**TEXTO DE ORIGEM**
>>>>>
A minha família sofreu, nessa altura e, afinal, durante uma vida, os sobressaltos que V. Exa. pode imaginar (será que pode?). Estivemos sempre prontos para mudar de local de residência; para a minha mulher tomar conta dos nossos filhos, por tempo indeterminado, sem que eu lhe pudesse dar qualquer apoio; para os nossos filhos transitarem de escola, de liceu e, se necessário fosse, até de universidade. E tudo isto aconteceu na nossa vida. Tudo isto, a troco de um soldo(vencimento de um oficial militar) que, por ser miserável, o decoro me obriga a calar.
Curiosamente, foi ainda durante a vigência do Estado Novo, quando era Presidente do Conselho de Ministro o Prof. Doutor Marcelo Caetano, que se reconheceu aos militares dos quadros permanentes a necessidade de lhes dar um tratamento diferenciado em certos aspectos de protecção social. Assim nasceu a chamada Assistência na Doença aos Militares (da Força Aérea, do Exército, da Armada) ADMFA, ADME e ADMA ao mesmo tempo que nascia a ADSE (Assistência na Doença aos Servidores do Estado) e, para todos, a pensão de sobrevivência. Além de se compensar o baixo pagamento dos militares, de todos os postos, especialidades, armas, classes ou serviços, acima de tudo, garantia-se às suas famílias um apoio que lhes era fundamental quando os maridos e pais estavam deslocados ou impedidos de dar assistência aos seus dependentes. Era e é uma forma de segurança social especial, porque o estatuto militar é diferente do das restantes profissões.
<<<<<
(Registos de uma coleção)
>>>>>
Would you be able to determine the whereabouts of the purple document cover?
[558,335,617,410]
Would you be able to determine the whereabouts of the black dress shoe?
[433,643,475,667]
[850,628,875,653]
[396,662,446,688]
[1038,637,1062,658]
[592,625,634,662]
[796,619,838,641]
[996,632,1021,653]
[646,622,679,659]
<<<<<
**ATIVIDADE**
Enumere todas as siglas de regimes de assistência na doença referidas no texto sobre a proteção social dos militares. As linhas não têm qualquer relação com o texto sobre a proteção social dos militares.

**RESOLUÇÃO**
ADMFA, ADME, ADMA, ADSE